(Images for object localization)
——————————
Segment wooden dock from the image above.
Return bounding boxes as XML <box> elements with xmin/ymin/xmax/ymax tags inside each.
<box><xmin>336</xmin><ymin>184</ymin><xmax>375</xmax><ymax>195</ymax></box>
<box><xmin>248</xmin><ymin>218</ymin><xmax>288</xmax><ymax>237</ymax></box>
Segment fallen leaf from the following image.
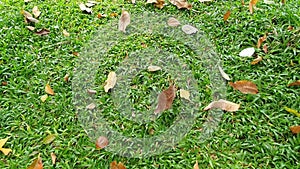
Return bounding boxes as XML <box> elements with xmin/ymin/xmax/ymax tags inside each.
<box><xmin>229</xmin><ymin>80</ymin><xmax>259</xmax><ymax>94</ymax></box>
<box><xmin>97</xmin><ymin>13</ymin><xmax>107</xmax><ymax>18</ymax></box>
<box><xmin>287</xmin><ymin>80</ymin><xmax>300</xmax><ymax>87</ymax></box>
<box><xmin>281</xmin><ymin>0</ymin><xmax>285</xmax><ymax>4</ymax></box>
<box><xmin>118</xmin><ymin>10</ymin><xmax>130</xmax><ymax>32</ymax></box>
<box><xmin>251</xmin><ymin>0</ymin><xmax>259</xmax><ymax>5</ymax></box>
<box><xmin>167</xmin><ymin>17</ymin><xmax>180</xmax><ymax>27</ymax></box>
<box><xmin>239</xmin><ymin>47</ymin><xmax>255</xmax><ymax>57</ymax></box>
<box><xmin>96</xmin><ymin>136</ymin><xmax>109</xmax><ymax>149</ymax></box>
<box><xmin>26</xmin><ymin>16</ymin><xmax>39</xmax><ymax>23</ymax></box>
<box><xmin>45</xmin><ymin>84</ymin><xmax>55</xmax><ymax>95</ymax></box>
<box><xmin>50</xmin><ymin>152</ymin><xmax>56</xmax><ymax>165</ymax></box>
<box><xmin>182</xmin><ymin>25</ymin><xmax>198</xmax><ymax>35</ymax></box>
<box><xmin>42</xmin><ymin>134</ymin><xmax>56</xmax><ymax>144</ymax></box>
<box><xmin>204</xmin><ymin>99</ymin><xmax>240</xmax><ymax>112</ymax></box>
<box><xmin>223</xmin><ymin>10</ymin><xmax>231</xmax><ymax>21</ymax></box>
<box><xmin>26</xmin><ymin>26</ymin><xmax>35</xmax><ymax>31</ymax></box>
<box><xmin>21</xmin><ymin>10</ymin><xmax>33</xmax><ymax>18</ymax></box>
<box><xmin>110</xmin><ymin>12</ymin><xmax>118</xmax><ymax>17</ymax></box>
<box><xmin>35</xmin><ymin>29</ymin><xmax>50</xmax><ymax>36</ymax></box>
<box><xmin>147</xmin><ymin>0</ymin><xmax>165</xmax><ymax>9</ymax></box>
<box><xmin>86</xmin><ymin>103</ymin><xmax>96</xmax><ymax>110</ymax></box>
<box><xmin>263</xmin><ymin>44</ymin><xmax>268</xmax><ymax>53</ymax></box>
<box><xmin>290</xmin><ymin>126</ymin><xmax>300</xmax><ymax>134</ymax></box>
<box><xmin>72</xmin><ymin>52</ymin><xmax>79</xmax><ymax>57</ymax></box>
<box><xmin>169</xmin><ymin>0</ymin><xmax>192</xmax><ymax>9</ymax></box>
<box><xmin>250</xmin><ymin>56</ymin><xmax>263</xmax><ymax>65</ymax></box>
<box><xmin>27</xmin><ymin>156</ymin><xmax>43</xmax><ymax>169</ymax></box>
<box><xmin>131</xmin><ymin>0</ymin><xmax>136</xmax><ymax>3</ymax></box>
<box><xmin>64</xmin><ymin>73</ymin><xmax>69</xmax><ymax>82</ymax></box>
<box><xmin>154</xmin><ymin>85</ymin><xmax>176</xmax><ymax>115</ymax></box>
<box><xmin>147</xmin><ymin>65</ymin><xmax>162</xmax><ymax>72</ymax></box>
<box><xmin>147</xmin><ymin>0</ymin><xmax>157</xmax><ymax>3</ymax></box>
<box><xmin>287</xmin><ymin>25</ymin><xmax>294</xmax><ymax>31</ymax></box>
<box><xmin>2</xmin><ymin>81</ymin><xmax>8</xmax><ymax>86</ymax></box>
<box><xmin>87</xmin><ymin>89</ymin><xmax>97</xmax><ymax>94</ymax></box>
<box><xmin>284</xmin><ymin>107</ymin><xmax>300</xmax><ymax>118</ymax></box>
<box><xmin>62</xmin><ymin>29</ymin><xmax>70</xmax><ymax>37</ymax></box>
——————————
Above are the entries; repeat their lines exactly, from the first through the one that contains "Segment fallen leaf from the following image.".

→ RESPONSE AREA:
Segment wooden dock from the image above.
Return bounding boxes as XML <box> elements with xmin/ymin/xmax/ymax tags inside each.
<box><xmin>336</xmin><ymin>184</ymin><xmax>375</xmax><ymax>195</ymax></box>
<box><xmin>248</xmin><ymin>218</ymin><xmax>288</xmax><ymax>237</ymax></box>
Segment fallen leaf from the following image.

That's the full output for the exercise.